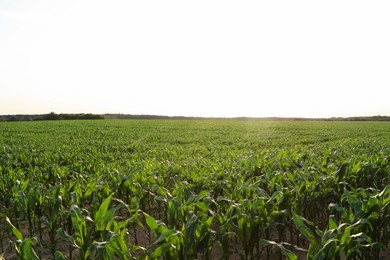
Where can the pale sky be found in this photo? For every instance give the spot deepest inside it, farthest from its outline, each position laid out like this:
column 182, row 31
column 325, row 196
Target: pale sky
column 196, row 58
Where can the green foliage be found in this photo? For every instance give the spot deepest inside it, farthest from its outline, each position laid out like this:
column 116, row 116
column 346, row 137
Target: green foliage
column 199, row 189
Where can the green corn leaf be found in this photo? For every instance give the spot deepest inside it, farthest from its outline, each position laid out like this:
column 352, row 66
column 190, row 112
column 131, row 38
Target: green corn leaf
column 286, row 252
column 102, row 209
column 15, row 231
column 167, row 234
column 151, row 222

### [Given instruction]
Reproduce the listing above word for word, leaving out the pictures.

### [Written reply]
Where can the pale sky be found in this photo? For every instance give the spot deepest inside it, farthest from its outline, each position laid out like this:
column 182, row 31
column 325, row 196
Target: pale sky
column 196, row 58
Where can the green foliage be found in this photo? For every instance give the spot deepest inside it, farthest from its outline, each position laid out like this:
column 116, row 116
column 346, row 137
Target: green foliage
column 199, row 189
Where can the green corn leaf be found in this photo? For every instance give the spot deepest inside it, farthest from its outline, each position laid out like this:
column 352, row 66
column 190, row 112
column 131, row 38
Target: green corn leaf
column 286, row 252
column 102, row 209
column 15, row 231
column 167, row 234
column 151, row 222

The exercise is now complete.